/---
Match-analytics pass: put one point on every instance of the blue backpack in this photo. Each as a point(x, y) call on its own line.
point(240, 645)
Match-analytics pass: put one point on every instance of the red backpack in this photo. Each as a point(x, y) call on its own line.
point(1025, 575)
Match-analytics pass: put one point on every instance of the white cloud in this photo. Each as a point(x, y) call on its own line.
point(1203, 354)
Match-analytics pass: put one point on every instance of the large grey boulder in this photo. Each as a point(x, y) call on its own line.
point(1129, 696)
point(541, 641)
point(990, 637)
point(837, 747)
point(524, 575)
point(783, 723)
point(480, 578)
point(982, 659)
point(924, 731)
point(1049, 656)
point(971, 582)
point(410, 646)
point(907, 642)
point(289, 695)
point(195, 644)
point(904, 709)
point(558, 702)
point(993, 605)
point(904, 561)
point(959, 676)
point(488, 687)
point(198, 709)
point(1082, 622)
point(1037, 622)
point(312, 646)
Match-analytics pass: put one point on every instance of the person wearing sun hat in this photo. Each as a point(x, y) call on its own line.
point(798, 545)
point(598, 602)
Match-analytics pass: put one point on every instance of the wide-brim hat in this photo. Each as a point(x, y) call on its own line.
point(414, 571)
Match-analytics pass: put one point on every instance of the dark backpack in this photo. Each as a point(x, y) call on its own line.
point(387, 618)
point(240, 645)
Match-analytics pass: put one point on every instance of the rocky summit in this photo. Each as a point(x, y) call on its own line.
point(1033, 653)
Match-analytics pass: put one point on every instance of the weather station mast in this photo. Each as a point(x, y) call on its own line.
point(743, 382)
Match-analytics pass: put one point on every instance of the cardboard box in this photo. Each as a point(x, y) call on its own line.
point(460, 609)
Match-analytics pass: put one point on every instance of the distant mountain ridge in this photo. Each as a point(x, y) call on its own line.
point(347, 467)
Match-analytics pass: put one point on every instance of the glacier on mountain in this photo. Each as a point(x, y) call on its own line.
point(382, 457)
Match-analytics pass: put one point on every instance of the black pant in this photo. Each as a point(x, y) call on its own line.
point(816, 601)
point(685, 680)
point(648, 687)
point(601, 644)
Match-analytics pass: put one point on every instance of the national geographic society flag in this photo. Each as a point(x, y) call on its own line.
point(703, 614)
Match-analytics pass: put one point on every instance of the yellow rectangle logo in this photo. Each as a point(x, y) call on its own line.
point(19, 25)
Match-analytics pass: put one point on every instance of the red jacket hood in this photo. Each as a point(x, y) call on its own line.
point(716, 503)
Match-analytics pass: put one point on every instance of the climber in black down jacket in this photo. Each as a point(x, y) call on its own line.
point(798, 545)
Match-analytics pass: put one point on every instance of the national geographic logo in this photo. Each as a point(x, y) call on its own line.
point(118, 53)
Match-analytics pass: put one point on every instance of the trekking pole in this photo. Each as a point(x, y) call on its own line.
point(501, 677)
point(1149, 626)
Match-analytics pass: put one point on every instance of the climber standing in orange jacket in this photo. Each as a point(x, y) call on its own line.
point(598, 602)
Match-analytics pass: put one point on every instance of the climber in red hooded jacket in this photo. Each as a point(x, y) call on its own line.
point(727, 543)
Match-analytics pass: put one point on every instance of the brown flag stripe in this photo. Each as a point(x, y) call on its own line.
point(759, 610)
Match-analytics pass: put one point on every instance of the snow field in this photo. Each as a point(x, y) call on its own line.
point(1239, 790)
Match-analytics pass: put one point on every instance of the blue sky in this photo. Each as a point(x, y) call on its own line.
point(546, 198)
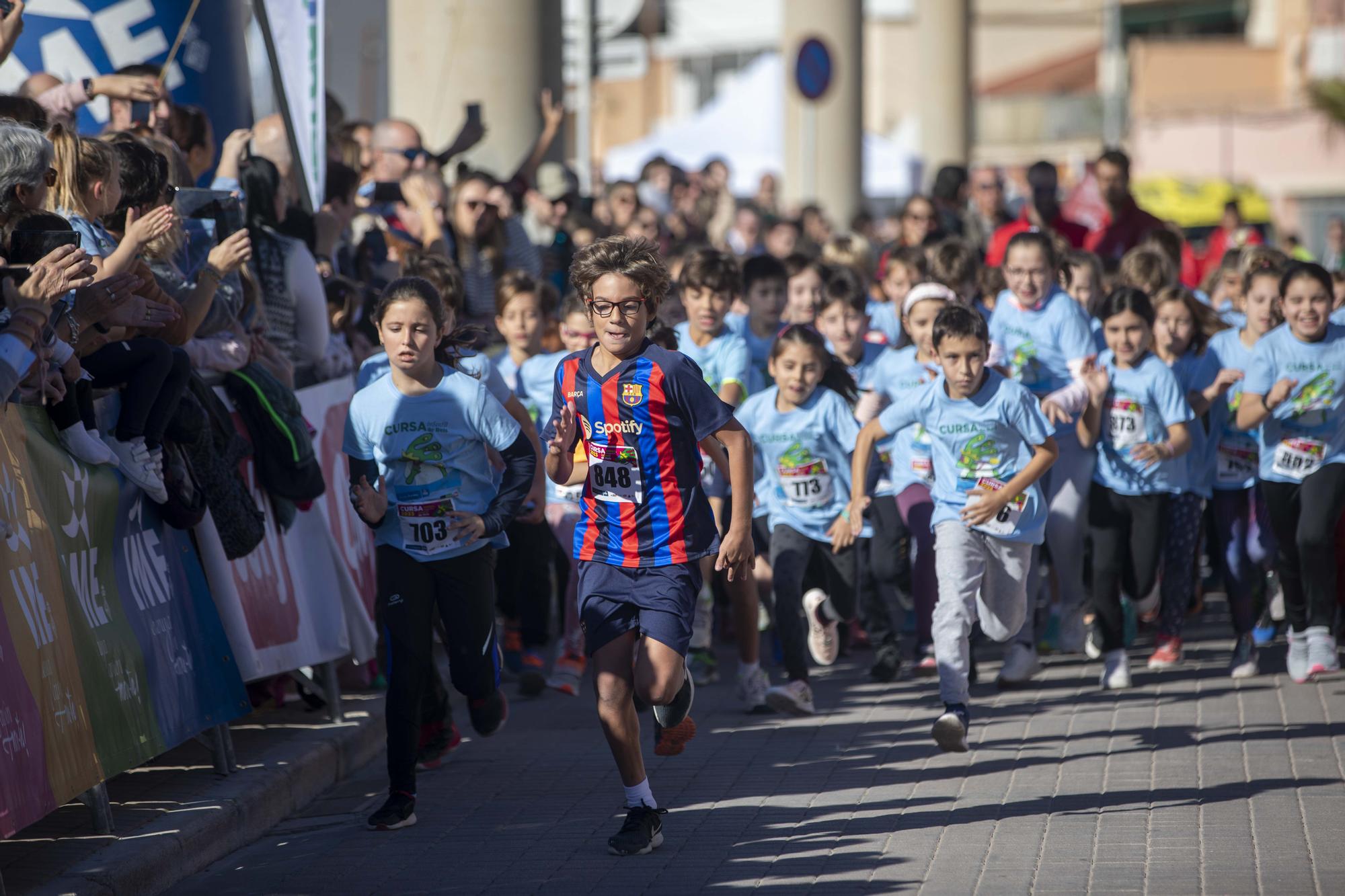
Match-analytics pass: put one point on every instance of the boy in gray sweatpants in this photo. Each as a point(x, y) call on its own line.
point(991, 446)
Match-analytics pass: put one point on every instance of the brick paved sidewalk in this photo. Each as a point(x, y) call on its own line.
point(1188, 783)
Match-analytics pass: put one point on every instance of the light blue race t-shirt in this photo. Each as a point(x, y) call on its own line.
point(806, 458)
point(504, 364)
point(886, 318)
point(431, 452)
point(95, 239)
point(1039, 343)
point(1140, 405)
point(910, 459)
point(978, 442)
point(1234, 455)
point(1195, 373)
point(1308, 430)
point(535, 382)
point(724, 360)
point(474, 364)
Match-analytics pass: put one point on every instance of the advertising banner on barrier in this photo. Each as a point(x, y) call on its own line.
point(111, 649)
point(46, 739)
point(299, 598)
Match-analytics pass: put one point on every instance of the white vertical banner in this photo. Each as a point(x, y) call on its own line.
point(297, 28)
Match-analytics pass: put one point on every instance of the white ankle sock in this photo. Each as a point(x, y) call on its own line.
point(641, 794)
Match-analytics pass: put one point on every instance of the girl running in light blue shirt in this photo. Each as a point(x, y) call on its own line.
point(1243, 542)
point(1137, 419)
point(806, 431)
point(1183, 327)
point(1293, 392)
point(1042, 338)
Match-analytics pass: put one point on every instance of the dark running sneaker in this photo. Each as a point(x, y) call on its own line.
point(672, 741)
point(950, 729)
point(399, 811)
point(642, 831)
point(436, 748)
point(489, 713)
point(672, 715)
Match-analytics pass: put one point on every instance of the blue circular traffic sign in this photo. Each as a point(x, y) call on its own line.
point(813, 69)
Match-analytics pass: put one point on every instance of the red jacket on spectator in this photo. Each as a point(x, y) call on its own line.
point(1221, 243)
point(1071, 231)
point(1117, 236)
\---
• Exercise: Please rewrite all of the items above, replacing "photo" with "image" and keeping everything else unchanged. Leave the pictures out of your answer.

• Response to the task:
Match-analytics pass: put one point on every instance of the blue backpack in this image. Each as a point(x, y) call on its own line.
point(240, 645)
Match-analytics pass: put one point on every instance of the red backpack in this image. Each as a point(x, y) call on its own line.
point(1025, 575)
Match-analytics pass: put one point on every instance of the white cloud in this image. Each as a point(x, y) call on its own line.
point(1203, 354)
Match-analytics pass: put one point on every instance of the large grey boulder in this image. Each as a point(x, y) call on its own line.
point(1129, 696)
point(541, 641)
point(990, 637)
point(837, 747)
point(524, 575)
point(783, 723)
point(480, 578)
point(982, 659)
point(924, 731)
point(1049, 656)
point(971, 582)
point(410, 646)
point(907, 642)
point(289, 695)
point(195, 644)
point(904, 709)
point(558, 702)
point(993, 605)
point(904, 561)
point(959, 676)
point(488, 687)
point(198, 709)
point(1082, 622)
point(1037, 622)
point(312, 646)
Match-analytics pass: put one point on every instance of the person wearing sun hat in this image. Each as a point(x, y) call on its own line.
point(798, 545)
point(598, 602)
Match-analytics pass: put one point on every instance of the wide-brim hat in this image. Each as a point(x, y) call on its own line.
point(414, 571)
Match-analytics pass: put one point on every instance of the dark backpack in this image. Each as a point(x, y) call on its own line.
point(387, 618)
point(240, 645)
Match-analytics pass: put one point on every instance of the rocky summit in this image. Each as a point(x, y) call on its own line.
point(1033, 653)
Match-analytics pass: put one point on every instance of the weather station mast in this image. Each as a point(x, y) call on its own line.
point(743, 382)
Match-analytics pass: put one point on every instance of the cardboard box in this image. Each as a point(x, y) call on its own line.
point(460, 609)
Match-analytics pass: put one point on every instance of the distant mountain ridge in this image. Each as a point(x, y) call on its own line.
point(347, 467)
Match-analytics pass: put one point on every instance of the glacier on mountain in this image. Each as a point(x, y) call on its own line.
point(382, 457)
Match-analytics pass: put one point on every instance of the black pant in this image. Each as a point(x, y) call on its own line.
point(816, 601)
point(685, 680)
point(648, 687)
point(601, 644)
Match-analytics pass: put one point on every instance of the national geographic society flag in this image. Each as a point(x, y) call on its own line.
point(703, 614)
Match-analytics pass: put one point on every instance of the yellow rectangle logo in this image. Each as a point(x, y) call on its own line.
point(19, 25)
Match-analytics pass: put one point on every instance of the red jacket hood in this image. Each as a point(x, y) call on its own line.
point(716, 503)
Match-analytics pass: put one point on every instance of the climber in black down jacket in this image. Each as a point(x, y) call on its own line.
point(798, 545)
Match-analytics pass: put one point on every instance of the national geographic logo in this image. Each as a point(x, y) call on its own line.
point(118, 53)
Match-analytics pass: put one point on every instance of the trekking pole in this image. Each as a point(x, y) call on its own line.
point(501, 677)
point(1149, 626)
Match-analytics pass: put one point on every instance of the climber standing in orange jacket in this image. Each as a point(x, y) call on its own line.
point(598, 602)
Match-analytics pass: put one point on every instance of the climber in red hooded jacket in this image. Each as a point(x, y) call on its own line.
point(727, 543)
Match-analytics pass: put one point on every instance of the brown flag stripe in this image. Each as a point(x, y) call on its own line.
point(759, 610)
Match-analytics pass: put one point on every instance of the snow field in this image. Each as a point(x, y) call on its own line.
point(1239, 790)
Match-analytics pass: put one point on every instance of the blue sky in this image. Each as a point(x, y) call on its own line.
point(546, 198)
Match-analytics pass: put one point on every instance of the boy in gray sweatpants in this image. Each as a point(x, y) call on its own line.
point(991, 446)
Match-analytics pass: put one point on every instance of the brick paved sidewalk in this image. Each as a point(x, y) call on its own line.
point(1188, 783)
Match-analytics pass: put one point on every instance of the light blue race t-shirt in this image. Each as a point(x, y) call on its own line.
point(806, 458)
point(504, 364)
point(886, 318)
point(431, 452)
point(95, 239)
point(1039, 343)
point(1140, 405)
point(910, 459)
point(978, 442)
point(1234, 455)
point(1195, 373)
point(1308, 430)
point(535, 382)
point(724, 360)
point(474, 364)
Match-analytics pass: put one point on every instance of the advertising banner on barrier in this image. Each as a point(x, y) call on its own line.
point(111, 649)
point(46, 739)
point(299, 598)
Match-analytics pass: put one point on every instance of the white vertical banner in this image. Each as a point(x, y) call on its own line.
point(297, 28)
Match-analytics pass: put one point on every instance of the white ankle sock in this image. Each as a point(x, y) call on its own line.
point(641, 794)
Match-analytics pass: put one point on every instance of the girl running in light blue shirt in this image. Each as a point(x, y) call on its own line.
point(1243, 542)
point(1137, 419)
point(806, 431)
point(1183, 327)
point(1293, 392)
point(1042, 338)
Match-analytics pass: put one point on every instance of the dark running sneaker in this image. Each as a point(x, y) call on its own line.
point(672, 741)
point(950, 729)
point(399, 811)
point(642, 831)
point(436, 748)
point(489, 713)
point(672, 715)
Match-analytics pass: put one point on every instance of the blue circular traffic sign in this image. Each as a point(x, y) call on its own line.
point(813, 69)
Match-analytics pass: put one point on every instance of the red jacket on spectator in this image. Each as a point(x, y) call on its own line.
point(1221, 243)
point(1071, 231)
point(1117, 236)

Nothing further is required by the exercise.